Records to use:
#####
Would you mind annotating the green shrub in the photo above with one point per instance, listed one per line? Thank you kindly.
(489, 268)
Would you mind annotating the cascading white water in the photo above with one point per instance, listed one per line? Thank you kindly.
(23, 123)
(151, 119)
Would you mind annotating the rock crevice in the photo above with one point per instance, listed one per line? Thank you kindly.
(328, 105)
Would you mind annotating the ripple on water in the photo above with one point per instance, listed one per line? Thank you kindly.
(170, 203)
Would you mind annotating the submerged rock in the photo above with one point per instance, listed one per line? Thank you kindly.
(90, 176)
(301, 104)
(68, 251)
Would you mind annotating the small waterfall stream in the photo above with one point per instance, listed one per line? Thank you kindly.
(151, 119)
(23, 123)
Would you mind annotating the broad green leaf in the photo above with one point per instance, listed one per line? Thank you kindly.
#####
What is required:
Each line from the one containing "Would you mind annotating the ripple" to the end of the listing above should be copied exactly, and nothing else.

Response to this exercise:
Would you mind annotating the ripple on water in the photo above with one point per instance, listed one per line? Thank you kindly.
(170, 203)
Would you mind annotating the submerged rock in the photo above with one point per instance, listed one per line? Thank you kindly.
(90, 176)
(301, 104)
(68, 251)
Would you mind annotating the small waterfall stream in the photo above with one point per instance, listed one per line? Thank you kindly.
(151, 119)
(23, 123)
Would you mind annotating the broad green leaf in the photo above with one point per instance, listed one per line? Thank you kindly.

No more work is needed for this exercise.